PAGE EXTRACT
In order to evaluate the contribution of the present method, the results of the study are compared with the results of the methods developed by Senturk et al. (2017)empirical method and Alain and Tossa et al. (2014) LM for the polycrystalline module SQ175. Tables 3 and 4 show the used modules datasheet and the extracted parameters of module SQ175, respectively. The proposed method presents the best value of RSME (0.9%). Considering the number of iteration points, the present hybrid method improves the calculation time of the LM algorithm.
 
 
Furthermore, the solar cell parameter obtained with hybrid LM and empiric method is used in an LTSpice solar cell model. A single junction polycrystalline silicon module (VSP50P-12V in Table 3) is proposed to compare the measurement results with those obtained by simulating the extracted parameters. The I-V characteristic   measurements      were performed in Laboratory of Solar Energy and Energy Saving (LESEE) of international institute of water and environment engineering (2iE) of Burkina Faso using outdoor monitoring test facility named ‘’IV bench’’. The module temperature and sun irradiation were measured at the same time as module I-V characteristic. Three multimeters are used to measure simultaneously module voltage and module current whereas a pyranometer was used to measure the sun irradiation. The module temperature was measured by a PT100 temperature sensor stuck on solar cell with thin aluminium tape at the back of the module. The two measurements of I-V data were separated by a 5 min interval and the time required to complete I-V curve was less than 2 s. Then, the solar irradiation can be considered constant for each I-V measurement. The range of -0.5V to 105% of Voc voltage were applied to module. All I-V data stemming from measurements are stored in CSV Excel format on PC.
 
The maximum power output of the module was calculated from measurements and LTSpice simulation. The results are as shown in Figure 4a and 4b, respectively for the current-voltage (V-I) and the voltage-maximum power output (V-P) characteristic. The correlation coefficient between the measured and simulated maximum power values was also calculated for different climatic conditions. This coefficient remains higher than 97% under each of these conditions.

LISTED RECORDS
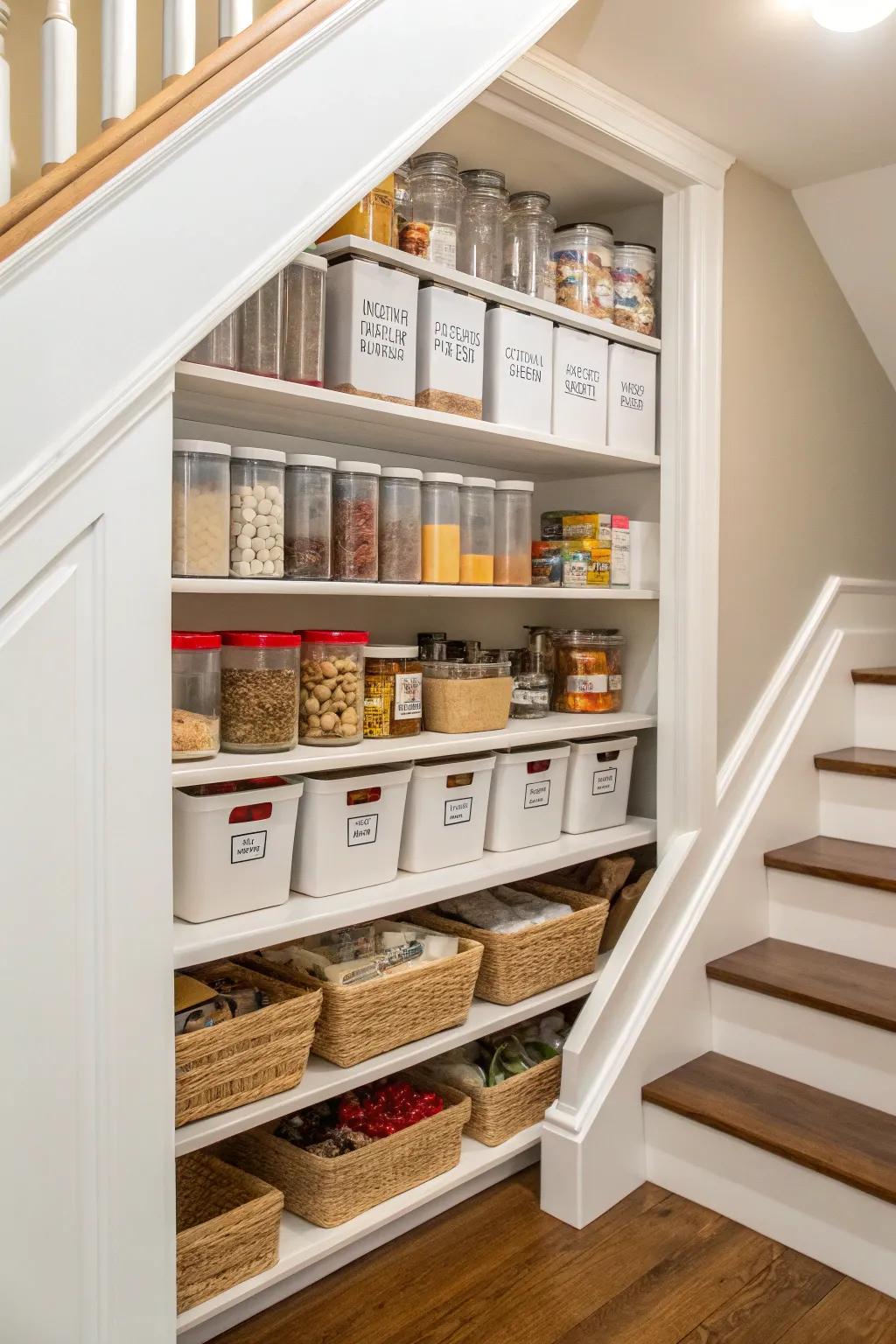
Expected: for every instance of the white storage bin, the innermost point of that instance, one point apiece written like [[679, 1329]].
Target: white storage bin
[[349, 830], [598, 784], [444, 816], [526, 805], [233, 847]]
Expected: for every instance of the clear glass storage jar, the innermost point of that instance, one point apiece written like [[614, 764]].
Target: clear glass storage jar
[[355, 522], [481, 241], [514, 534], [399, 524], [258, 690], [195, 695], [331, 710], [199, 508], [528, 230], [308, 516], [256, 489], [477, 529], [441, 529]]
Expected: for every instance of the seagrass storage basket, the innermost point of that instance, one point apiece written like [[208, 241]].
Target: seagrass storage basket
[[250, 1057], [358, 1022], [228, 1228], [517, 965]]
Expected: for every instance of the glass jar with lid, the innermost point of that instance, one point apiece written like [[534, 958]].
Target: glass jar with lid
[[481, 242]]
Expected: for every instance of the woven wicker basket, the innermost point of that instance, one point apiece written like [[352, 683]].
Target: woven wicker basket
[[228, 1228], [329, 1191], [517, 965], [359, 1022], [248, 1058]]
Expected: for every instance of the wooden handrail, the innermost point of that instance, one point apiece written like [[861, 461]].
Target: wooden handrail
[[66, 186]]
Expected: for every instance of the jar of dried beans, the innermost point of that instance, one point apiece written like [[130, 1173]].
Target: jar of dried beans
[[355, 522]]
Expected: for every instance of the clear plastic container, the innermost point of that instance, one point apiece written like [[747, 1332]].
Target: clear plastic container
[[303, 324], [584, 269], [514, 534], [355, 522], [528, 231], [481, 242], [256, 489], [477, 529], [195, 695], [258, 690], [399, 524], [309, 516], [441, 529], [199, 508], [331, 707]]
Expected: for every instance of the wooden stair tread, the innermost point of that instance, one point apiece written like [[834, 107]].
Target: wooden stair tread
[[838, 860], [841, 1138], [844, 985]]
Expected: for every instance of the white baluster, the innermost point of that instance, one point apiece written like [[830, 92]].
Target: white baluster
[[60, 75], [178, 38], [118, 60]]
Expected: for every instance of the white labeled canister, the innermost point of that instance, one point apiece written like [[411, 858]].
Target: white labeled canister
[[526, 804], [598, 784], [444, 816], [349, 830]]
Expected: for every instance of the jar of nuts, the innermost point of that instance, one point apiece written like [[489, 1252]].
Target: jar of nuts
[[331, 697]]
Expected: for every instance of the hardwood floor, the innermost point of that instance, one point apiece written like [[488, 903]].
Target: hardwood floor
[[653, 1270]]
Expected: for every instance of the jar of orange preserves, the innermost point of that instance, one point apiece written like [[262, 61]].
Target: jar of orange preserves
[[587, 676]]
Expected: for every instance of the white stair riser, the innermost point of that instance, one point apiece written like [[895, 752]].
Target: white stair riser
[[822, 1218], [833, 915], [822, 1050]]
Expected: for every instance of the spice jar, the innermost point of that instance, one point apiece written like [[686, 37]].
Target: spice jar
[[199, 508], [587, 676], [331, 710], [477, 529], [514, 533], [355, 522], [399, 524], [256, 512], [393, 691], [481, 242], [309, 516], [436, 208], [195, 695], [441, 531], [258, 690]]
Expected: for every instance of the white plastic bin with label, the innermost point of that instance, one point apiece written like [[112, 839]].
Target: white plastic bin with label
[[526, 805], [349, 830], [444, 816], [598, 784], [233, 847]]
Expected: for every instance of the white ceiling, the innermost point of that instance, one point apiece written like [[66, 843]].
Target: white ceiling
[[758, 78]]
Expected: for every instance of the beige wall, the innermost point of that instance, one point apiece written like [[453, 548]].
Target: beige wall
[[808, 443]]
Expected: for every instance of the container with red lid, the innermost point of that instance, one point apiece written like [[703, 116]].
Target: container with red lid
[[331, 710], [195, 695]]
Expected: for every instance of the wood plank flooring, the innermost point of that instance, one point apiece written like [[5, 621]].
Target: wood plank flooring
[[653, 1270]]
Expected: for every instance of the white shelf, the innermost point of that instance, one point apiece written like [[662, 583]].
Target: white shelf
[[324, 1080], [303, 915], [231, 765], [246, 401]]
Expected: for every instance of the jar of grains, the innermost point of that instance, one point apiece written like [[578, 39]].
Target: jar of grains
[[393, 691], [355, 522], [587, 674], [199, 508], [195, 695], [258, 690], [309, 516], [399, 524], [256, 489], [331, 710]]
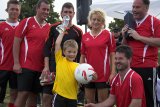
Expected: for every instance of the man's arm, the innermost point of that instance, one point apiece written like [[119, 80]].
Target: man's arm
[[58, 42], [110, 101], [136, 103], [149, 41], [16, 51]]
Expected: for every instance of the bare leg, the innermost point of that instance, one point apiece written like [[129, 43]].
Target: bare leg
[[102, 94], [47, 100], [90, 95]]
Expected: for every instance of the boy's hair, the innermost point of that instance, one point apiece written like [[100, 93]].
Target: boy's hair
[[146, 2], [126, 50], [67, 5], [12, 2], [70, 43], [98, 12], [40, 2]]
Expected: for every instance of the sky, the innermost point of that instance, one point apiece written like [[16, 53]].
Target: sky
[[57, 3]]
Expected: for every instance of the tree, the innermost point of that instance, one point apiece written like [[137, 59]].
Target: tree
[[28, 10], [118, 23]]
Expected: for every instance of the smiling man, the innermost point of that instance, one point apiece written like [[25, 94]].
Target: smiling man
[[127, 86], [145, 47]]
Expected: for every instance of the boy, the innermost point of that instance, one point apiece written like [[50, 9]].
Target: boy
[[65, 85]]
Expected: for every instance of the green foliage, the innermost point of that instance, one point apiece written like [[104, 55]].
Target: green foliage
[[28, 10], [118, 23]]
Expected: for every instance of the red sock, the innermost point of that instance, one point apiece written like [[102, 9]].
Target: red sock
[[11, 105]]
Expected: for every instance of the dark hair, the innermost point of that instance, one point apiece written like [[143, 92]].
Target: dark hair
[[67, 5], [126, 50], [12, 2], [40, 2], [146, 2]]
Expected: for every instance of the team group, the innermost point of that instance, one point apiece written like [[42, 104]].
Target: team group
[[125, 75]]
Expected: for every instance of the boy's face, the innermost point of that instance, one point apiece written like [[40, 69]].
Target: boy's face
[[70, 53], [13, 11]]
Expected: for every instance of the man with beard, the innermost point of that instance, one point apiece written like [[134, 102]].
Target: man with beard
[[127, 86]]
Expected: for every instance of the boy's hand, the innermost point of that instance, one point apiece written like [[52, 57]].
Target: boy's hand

STATED TASK 1
In the solar module text, how much time separated two measurements of I-V data?
STATED TASK 2
From the solar module text, pull out word for word the part that opens with the words containing "In order to" and closes with "the LM algorithm.".
The rows are separate material and have nothing to do with the solar module text.

TASK RESULT 1
A 5-minute interval.

TASK RESULT 2
In order to evaluate the contribution of the present method, the results of the study are compared with the results of the methods developed by Senturk et al. (2017)empirical method and Alain and Tossa et al. (2014) LM for the polycrystalline module SQ175. Tables 3 and 4 show the used modules datasheet and the extracted parameters of module SQ175, respectively. The proposed method presents the best value of RSME (0.9%). Considering the number of iteration points, the present hybrid method improves the calculation time of the LM algorithm.